## EXCERTO DO DOCUMENTO
-----

Albardas e Alforges... nunca vi nada assim! Minto... já vi!
Domingo, 17 de Abril de 2005
o que aí vem em termos da governação! PARTE 3ª

(CONTINUAÇÃO...)


O baque (gosto deste vernáculo) do muro de Berlim e o aluimento do ex-império soviético e do seu pseudo “socialismo real”, propiciaram um terreno fértil para que surgisse a enunciação de F. Fukuyama sobre “O fim da História”, da luta de classes e da contradição entre o mercado e o Estado. Na ânsia de prever e predizer o futuro, os arautos da derrota “irreversível” da esquerda não se cansaram de se basear em ideias genéricas para explicar casos específicos enquanto ignoraram (ignoram) as especificidades contextuais. Todavia, longe de ter esgotado o seu papel na História, o socialismo democrático ressurge como única alternativa humanista face à irracionalidade, aos desmandos e à alienação do sistema desregulamentador neoliberal.

-----

## PEDIDO A
Transcreve sem alterações as linhas da listagem abaixo, desde a que contém "Task: spot one point per instance of the woven" até ao fim da listagem, ambas incluídas.
Este texto e a listagem não têm qualquer relação entre si.

-----

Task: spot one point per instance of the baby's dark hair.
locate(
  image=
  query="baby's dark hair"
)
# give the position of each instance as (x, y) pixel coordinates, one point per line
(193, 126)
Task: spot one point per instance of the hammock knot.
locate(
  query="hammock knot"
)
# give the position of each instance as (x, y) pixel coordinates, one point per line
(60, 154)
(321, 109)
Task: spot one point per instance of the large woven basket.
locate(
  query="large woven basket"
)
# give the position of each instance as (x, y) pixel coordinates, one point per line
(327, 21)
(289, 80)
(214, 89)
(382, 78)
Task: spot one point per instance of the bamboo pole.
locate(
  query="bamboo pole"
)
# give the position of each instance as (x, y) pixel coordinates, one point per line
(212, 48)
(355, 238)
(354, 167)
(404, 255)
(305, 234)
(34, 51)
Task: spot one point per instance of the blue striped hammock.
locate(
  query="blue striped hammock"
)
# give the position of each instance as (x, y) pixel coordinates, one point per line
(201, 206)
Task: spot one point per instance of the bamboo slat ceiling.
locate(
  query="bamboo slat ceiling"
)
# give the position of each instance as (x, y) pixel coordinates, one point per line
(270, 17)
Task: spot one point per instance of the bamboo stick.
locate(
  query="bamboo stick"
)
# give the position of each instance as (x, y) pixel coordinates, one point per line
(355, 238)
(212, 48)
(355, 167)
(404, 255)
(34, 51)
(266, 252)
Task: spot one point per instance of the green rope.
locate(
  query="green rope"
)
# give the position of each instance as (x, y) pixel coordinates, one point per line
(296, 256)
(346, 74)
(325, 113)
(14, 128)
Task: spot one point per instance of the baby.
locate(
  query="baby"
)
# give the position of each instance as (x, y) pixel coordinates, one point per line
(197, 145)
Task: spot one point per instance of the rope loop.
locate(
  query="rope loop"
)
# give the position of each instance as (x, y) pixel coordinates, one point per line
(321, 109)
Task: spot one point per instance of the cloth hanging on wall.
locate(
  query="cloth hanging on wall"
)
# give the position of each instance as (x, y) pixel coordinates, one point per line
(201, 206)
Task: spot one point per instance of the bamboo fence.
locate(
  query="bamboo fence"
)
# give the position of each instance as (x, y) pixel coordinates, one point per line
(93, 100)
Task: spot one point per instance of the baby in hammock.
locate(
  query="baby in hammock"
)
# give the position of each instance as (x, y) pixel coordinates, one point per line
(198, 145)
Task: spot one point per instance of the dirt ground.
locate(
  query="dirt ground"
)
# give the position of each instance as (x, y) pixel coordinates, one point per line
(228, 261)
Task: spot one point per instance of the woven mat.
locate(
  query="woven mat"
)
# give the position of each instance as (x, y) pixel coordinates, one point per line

-----

## PEDIDO B
Continua o texto sobre o fim do muro de Berlim e o socialismo democrático a partir do ponto em que termina.

## RESPOSTA A
Task: spot one point per instance of the woven mat.
locate(
  query="woven mat"
)
# give the position of each instance as (x, y) pixel coordinates, one point per line

## RESPOSTA B
Assim, diferentemente do confronto entre capital e trabalho nos séculos XIX e XX que polarizou os conflitos sociais e políticos, o socialismo democrático no nosso século forçosamente terá que ser construído pelas alianças e redes entre movimentos e organizações sociais, ao nível local, nacional e internacional. As suas lutas (um aviso claro a todas as corporações, desde logo, as sindicais) tem que transcender as questões salariais para enfrentar os problemas da exclusão social, do desemprego, da destruição de pequenas empresas da precarização das relações de trabalho, da biodiversidade e da devastação ambiental, do que resta das estruturas agrárias e urbana e, sobretudo, da defesa intransigente dos Direitos Humanos em todas as suas dimensões. A democratização da democracia tem que ter em linha de conta, para tanto, a preocupação sobre os problemas quotidianos, o que só pode ocorrer com a devolução do poder às organizações comunitárias responsáveis. O comunitarismo surge como alicerce eficaz para suster a desintegração social advinda do predomínio do mercado e da sua ideologia individualista. O seu fim é a restauração das virtudes cívicas e a sustentação dos fundamentos morais da sociedade.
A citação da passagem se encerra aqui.